[Problem A]:
In the text about historian Robert M. Utley, why does his quoted statement call the frontier army's assignment the most difficult kind? Answer in one to three sentences.
[Problem B]:
In the text about historian Robert M. Utley, take the part between "American historian (1929–2022)" and "or the American West.", inclusive, and change "historian" to "scholar".
[Problem C]:
Take the text about historian Robert M. Utley further from its last sentence.

[Passage shown]:
----------------

American historian (1929–2022)

Robert Marshall Utley (October 31, 1929 – June 7, 2022) was an American author and historian who wrote sixteen books on the history of the American West. He was a chief historian for the National Park Service.

Much of his writing deals with the United States Army in the West, especially in its confrontations with the Indian tribes. He wrote:
the frontier army was a conventional military force trying to control, by conventional military methods, a people that did not behave like conventional enemies and, indeed, quite often were not enemies at all. This is the most difficult of all military assignments, whether in Africa, Asia, or the American West.

The Western History Association annually gives out the Robert M. Utley Book Award for the best book published on the military history of the frontier and western North America.

----------------

(Data entries)
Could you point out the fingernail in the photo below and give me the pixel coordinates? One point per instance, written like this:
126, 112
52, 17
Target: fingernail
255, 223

----------------

[Result A]:
The frontier army was a conventional military force using conventional methods to control a people who did not behave like conventional enemies. Quite often they were not enemies at all.

[Result B]:
American scholar (1929–2022)

Robert Marshall Utley (October 31, 1929 – June 7, 2022) was an American author and scholar who wrote sixteen books on the history of the American West. He was a chief scholar for the National Park Service.

Much of his writing deals with the United States Army in the West, especially in its confrontations with the Indian tribes. He wrote:
the frontier army was a conventional military force trying to control, by conventional military methods, a people that did not behave like conventional enemies and, indeed, quite often were not enemies at all. This is the most difficult of all military assignments, whether in Africa, Asia, or the American West.

[Result C]:
==Early life and education==
Utley was born on October 31, 1929, in Bauxite, Arkansas. During his childhood, his parents, Don Williams Utley and Valeria Haney, moved him to northwestern Indiana, where he attended Dayton High School in Dayton, Indiana. He attended nearby Purdue University, receiving a Bachelor of Science in history. He then attended Indiana University Bloomington for graduate school, receiving a Master of Arts in history in 1952. Following graduation, he enlisted in the U.S. Army in 1952 and was commissioned a 2nd lieutenant in May 1954. After army service, he joined the National Park Service. He also served in the Army Reserves, archiving the rank of captain.

In 1997 he was awarded the Samuel Eliot Morison Prize for lifetime achievement given by the Society for Military History.

==Selected bibliography==
- Utley, Robert M. (2012). "Geronimo"(The Lamar Series in Western History). Yale University Press, (2012).
- Lone Star Lawmen: The Second Century of the Texas Rangers. Oxford University Press, United States (January 30, 2007).
- Lone Star Justice: The First Century of the Texas Rangers. Oxford University Press, United States (March 22, 2002).
- Indian Wars. With Wilcomb E. Washburn. Houghton Mifflin Company, New York (2002). Originally published by New York: American Heritage Press, Inc., 1977.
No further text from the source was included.